Based on Agentic Design Patterns by Antonio Gulli (Springer). All book royalties go to Save the Children.

Key Takeaway
You can't improve an AI agent you can't measure. Monitoring and evaluation combines observability (tracing every step, tool call, token, and millisecond), offline and online evals, and the metrics that matter — task success, latency, cost per task, and groundedness — to decide what the agent should optimize for and which failure to fix first.
Why This Matters for Enterprise AI
Most teams ship an agent the way they'd ship a feature: build it, demo it, push it, move on. Then it starts failing in ways nobody can explain. A support agent quietly hallucinates a refund policy. A research agent burns forty tool calls to answer a question that needed three. Cost doubles one Tuesday and no one notices until finance asks. The agent is a black box, and the team is flying blind.
The fix here is not a sharper prompt, it is measurement. You cannot improve what you do not observe, and you cannot decide what to fix without knowing what is breaking and how often. Monitoring and evaluation is the discipline that turns an agent from a thing you hope works into a system you can reason about. It is also the pattern that makes every other pattern in this series safe to run in production, because reflection and adaptation only helps if you can tell whether the adaptation made things better or worse.
What Is Agent Monitoring and Evaluation?

* * * * *

* **TASK PROMPT**: Which four metrics does the passage on agent monitoring and evaluation name as the ones that matter?

* * * * *

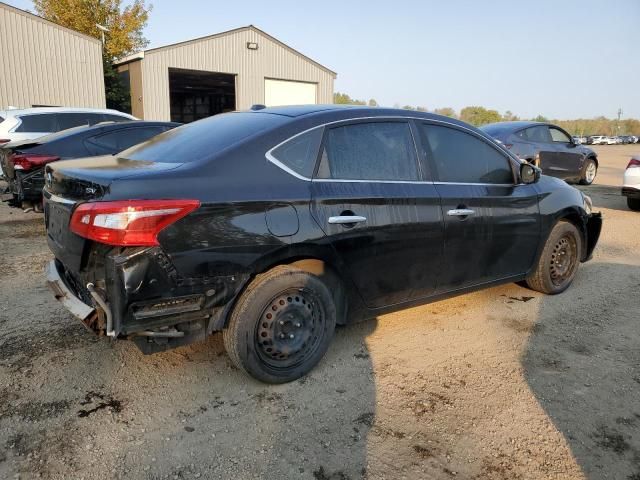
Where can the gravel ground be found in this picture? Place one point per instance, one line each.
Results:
(499, 384)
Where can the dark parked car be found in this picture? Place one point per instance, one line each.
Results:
(549, 147)
(23, 161)
(275, 225)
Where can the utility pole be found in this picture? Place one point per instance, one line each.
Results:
(102, 30)
(618, 121)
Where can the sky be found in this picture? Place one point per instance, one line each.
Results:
(559, 58)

* * * * *

* **OUTPUT BELOW**: Task success, latency, cost per task, and groundedness.